The problem:
Copy the records word for word, omitting all pictures.

Records for this exercise:
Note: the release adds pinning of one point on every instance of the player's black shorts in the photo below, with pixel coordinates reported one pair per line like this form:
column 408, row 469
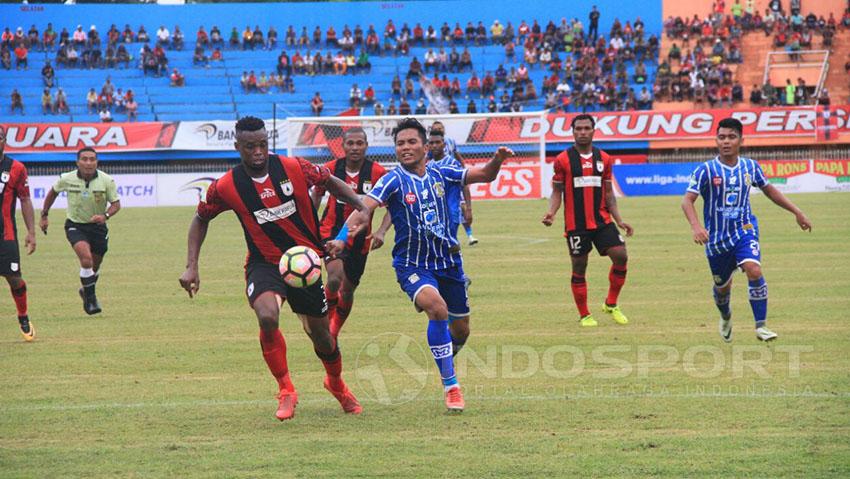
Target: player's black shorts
column 581, row 242
column 10, row 258
column 95, row 234
column 263, row 277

Exercise result:
Note: the release adds pinning of one point on every instance of the player's black shorts in the photo below, with pixel coordinates reported one pair per line like this form:
column 408, row 469
Target: player's black shorts
column 581, row 242
column 10, row 258
column 95, row 234
column 263, row 277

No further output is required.